WORK REQUEST:
Nothing in the data below may be left out; return all of it exactly.

RECORDS:
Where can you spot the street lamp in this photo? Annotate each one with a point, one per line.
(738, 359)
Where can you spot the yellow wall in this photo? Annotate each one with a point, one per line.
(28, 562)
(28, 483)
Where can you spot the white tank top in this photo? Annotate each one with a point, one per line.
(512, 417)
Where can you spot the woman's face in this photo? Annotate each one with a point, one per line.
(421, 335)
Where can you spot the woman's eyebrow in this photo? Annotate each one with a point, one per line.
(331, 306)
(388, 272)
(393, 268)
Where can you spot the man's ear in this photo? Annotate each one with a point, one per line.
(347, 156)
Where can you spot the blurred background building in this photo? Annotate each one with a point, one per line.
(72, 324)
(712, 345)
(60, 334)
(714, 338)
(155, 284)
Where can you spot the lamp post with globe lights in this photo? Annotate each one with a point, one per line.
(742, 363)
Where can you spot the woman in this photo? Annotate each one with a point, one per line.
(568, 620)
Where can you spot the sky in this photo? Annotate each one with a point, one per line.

YOUR RESPONSE:
Where can you spot the street lamp in this photo? Annotate each one with a point, one per line.
(738, 359)
Where can you spot the yellow wall in this photo? Annotate each one with a point, one per line.
(28, 562)
(28, 483)
Where can you spot the white tank top in this photo? Annotate each one with a point, one per line.
(512, 417)
Where can you spot the woman's face in this photo? Annotate each one with a point, one per line.
(421, 335)
Where can you spot the woman's eyebrow in this photo? Annotate each one with a point, one per line.
(331, 306)
(388, 272)
(393, 268)
Where can you spot the man's ear in this photo? Annotate each one with a point, one per line.
(347, 156)
Where can you spot the blurred background building in this photo? Annotate each one with a point, one per line.
(72, 324)
(712, 345)
(60, 334)
(714, 338)
(155, 284)
Where can you spot the lamp post with globe lights in this photo? Annotate each one with a point, one per line.
(742, 363)
Where can you spot the woman in this photo? Annotate each one with a point, one per line.
(568, 620)
Where can you spot the sky in this photo? Annotate each one with a point, one per line.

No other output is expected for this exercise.